[ACTIVITY]: Repeat exactly the lines below that lie between the line with "Target: hay bale" and the line with "Mark one point on every instance of the tall", counting both of those lines as part of the answer.

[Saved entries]
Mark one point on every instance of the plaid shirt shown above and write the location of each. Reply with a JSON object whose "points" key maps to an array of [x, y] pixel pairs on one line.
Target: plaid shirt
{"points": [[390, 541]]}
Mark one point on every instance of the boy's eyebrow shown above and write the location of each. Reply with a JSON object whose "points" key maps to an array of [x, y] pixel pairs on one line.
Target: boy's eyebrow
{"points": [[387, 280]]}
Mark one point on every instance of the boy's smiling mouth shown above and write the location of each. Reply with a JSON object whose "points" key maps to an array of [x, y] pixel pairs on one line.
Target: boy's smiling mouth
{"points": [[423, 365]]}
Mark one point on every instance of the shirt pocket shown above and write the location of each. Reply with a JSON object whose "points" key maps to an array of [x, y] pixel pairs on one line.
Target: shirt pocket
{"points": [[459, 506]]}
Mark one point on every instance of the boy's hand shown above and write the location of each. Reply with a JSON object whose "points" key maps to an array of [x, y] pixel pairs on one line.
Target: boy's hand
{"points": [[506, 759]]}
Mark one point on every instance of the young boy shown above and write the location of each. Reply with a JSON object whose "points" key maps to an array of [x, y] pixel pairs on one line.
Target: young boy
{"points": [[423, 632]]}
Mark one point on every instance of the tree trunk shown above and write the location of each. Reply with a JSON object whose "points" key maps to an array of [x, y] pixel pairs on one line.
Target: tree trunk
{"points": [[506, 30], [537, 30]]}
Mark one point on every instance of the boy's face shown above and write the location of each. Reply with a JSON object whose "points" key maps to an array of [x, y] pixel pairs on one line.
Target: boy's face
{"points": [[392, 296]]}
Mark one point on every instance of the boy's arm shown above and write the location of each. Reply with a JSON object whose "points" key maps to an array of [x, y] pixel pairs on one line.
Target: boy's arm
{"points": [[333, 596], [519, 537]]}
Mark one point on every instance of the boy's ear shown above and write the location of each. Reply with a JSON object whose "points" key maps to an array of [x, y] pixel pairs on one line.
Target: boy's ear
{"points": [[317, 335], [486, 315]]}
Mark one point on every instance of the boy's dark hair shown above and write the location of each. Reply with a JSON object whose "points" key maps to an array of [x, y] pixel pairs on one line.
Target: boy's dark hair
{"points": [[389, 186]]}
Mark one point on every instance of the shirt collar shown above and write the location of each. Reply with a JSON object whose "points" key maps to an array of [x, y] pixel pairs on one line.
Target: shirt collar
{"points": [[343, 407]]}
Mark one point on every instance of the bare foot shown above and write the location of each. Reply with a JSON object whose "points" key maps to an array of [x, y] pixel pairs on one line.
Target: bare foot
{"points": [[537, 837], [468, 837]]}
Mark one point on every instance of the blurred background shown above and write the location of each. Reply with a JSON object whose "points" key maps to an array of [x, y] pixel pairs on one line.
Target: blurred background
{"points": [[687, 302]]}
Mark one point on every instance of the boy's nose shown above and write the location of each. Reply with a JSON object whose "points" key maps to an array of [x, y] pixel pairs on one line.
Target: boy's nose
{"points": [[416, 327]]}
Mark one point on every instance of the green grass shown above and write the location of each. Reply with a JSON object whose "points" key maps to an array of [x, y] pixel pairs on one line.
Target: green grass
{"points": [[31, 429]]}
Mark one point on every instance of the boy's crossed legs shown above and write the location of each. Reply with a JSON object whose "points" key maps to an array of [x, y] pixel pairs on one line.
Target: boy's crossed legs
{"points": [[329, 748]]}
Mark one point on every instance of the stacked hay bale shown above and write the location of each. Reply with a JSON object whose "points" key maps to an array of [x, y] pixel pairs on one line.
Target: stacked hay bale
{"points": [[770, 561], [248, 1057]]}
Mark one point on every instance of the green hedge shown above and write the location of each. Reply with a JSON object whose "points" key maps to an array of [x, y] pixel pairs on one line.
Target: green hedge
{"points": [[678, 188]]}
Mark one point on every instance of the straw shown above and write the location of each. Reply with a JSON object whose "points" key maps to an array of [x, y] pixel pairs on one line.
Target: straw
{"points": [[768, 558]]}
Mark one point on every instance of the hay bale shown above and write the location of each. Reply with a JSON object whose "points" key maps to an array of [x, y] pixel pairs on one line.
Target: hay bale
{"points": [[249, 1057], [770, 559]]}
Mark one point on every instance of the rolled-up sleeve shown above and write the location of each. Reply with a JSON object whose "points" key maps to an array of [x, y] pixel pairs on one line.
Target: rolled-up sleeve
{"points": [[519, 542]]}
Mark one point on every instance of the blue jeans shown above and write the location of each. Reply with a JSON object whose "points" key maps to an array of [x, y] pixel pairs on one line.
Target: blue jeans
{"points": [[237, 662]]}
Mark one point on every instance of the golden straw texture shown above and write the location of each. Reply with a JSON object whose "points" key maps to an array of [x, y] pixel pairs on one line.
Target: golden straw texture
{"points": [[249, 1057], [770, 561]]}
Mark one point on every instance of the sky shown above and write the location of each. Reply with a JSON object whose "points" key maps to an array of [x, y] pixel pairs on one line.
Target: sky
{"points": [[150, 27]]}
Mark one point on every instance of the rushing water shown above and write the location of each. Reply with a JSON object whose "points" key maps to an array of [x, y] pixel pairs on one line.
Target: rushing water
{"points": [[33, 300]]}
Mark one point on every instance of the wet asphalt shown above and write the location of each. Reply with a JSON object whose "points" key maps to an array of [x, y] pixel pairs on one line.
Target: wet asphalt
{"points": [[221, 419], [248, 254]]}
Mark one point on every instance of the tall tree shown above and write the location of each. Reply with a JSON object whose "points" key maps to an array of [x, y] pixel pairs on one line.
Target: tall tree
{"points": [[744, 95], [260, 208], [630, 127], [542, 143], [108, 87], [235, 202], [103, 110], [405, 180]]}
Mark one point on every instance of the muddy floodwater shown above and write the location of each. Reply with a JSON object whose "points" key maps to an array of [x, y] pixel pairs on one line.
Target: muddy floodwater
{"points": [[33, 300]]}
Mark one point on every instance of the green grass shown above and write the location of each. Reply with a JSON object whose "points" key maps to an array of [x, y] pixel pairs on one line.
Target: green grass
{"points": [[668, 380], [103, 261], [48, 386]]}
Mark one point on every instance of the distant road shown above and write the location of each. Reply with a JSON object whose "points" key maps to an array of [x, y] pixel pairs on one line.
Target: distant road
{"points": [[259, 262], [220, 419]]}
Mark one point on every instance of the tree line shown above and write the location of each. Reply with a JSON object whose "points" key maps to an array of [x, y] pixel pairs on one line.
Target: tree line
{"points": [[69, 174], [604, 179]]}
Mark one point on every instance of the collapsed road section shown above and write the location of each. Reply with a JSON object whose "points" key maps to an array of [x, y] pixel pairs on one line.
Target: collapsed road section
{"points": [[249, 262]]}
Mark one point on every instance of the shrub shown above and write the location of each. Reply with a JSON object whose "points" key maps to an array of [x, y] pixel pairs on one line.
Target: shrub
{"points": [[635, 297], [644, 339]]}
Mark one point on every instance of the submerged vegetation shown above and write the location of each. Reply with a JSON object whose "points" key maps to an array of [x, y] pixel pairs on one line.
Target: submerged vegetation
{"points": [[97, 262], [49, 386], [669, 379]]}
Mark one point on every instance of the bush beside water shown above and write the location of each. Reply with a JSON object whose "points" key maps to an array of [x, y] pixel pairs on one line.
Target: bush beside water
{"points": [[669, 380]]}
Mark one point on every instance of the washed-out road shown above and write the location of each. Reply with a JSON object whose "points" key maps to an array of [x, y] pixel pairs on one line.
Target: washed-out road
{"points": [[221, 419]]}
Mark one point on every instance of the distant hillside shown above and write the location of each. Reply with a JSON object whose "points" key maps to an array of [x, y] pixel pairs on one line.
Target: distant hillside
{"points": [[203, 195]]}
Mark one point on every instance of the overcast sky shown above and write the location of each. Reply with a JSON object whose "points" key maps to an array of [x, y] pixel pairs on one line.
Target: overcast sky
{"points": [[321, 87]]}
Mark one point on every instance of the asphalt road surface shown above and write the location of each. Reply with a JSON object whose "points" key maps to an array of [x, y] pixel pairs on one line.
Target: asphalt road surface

[RESULT BELOW]:
Target: hay bale
{"points": [[249, 1057], [770, 559]]}
Mark one point on every instance of the rolled-up sleeve shown above and write the location of each. Reply with a JSON object whose "points" key maps to an array of [x, y] pixel pairs on one line.
Target: rolled-up sleeve
{"points": [[519, 542]]}
Mark one point on every instance of the blue jeans shown above and write the location of each. Reply with a JSON object whose "points" key maps to an array of [x, y] pixel pairs on one line.
Target: blue jeans
{"points": [[237, 662]]}
Mark one point on every instance of the golden straw texture shown above and write the location of each. Reply with a JSON object whose "points" key maps to an array of [x, y] pixel pairs on one line.
Target: golden straw texture
{"points": [[249, 1057], [770, 561]]}
Mark one point on every instance of the sky shown above and write the location of each. Reply with a JSON object whose "points" key maps to an array of [x, y] pixel pairs on one line.
Target: sky
{"points": [[150, 27]]}
Mark one point on every instance of the rushing water shown above and write the location of each. Reply with a JSON object whose "points" key maps to an array of [x, y] pixel pairs on one line.
Target: rushing water
{"points": [[33, 300]]}
Mark one point on every instance of the wet asphalt shown above and write the location of each. Reply with a JSON object whose "points" key maps to an array of [x, y] pixel pairs on one line.
Target: wet asphalt
{"points": [[221, 419], [248, 254]]}
Mark one point on every instance of the tall tree shown above and write the location of each. Reply with a JSON object whose "points" key maps to an array of [x, y] pixel pairs on one line.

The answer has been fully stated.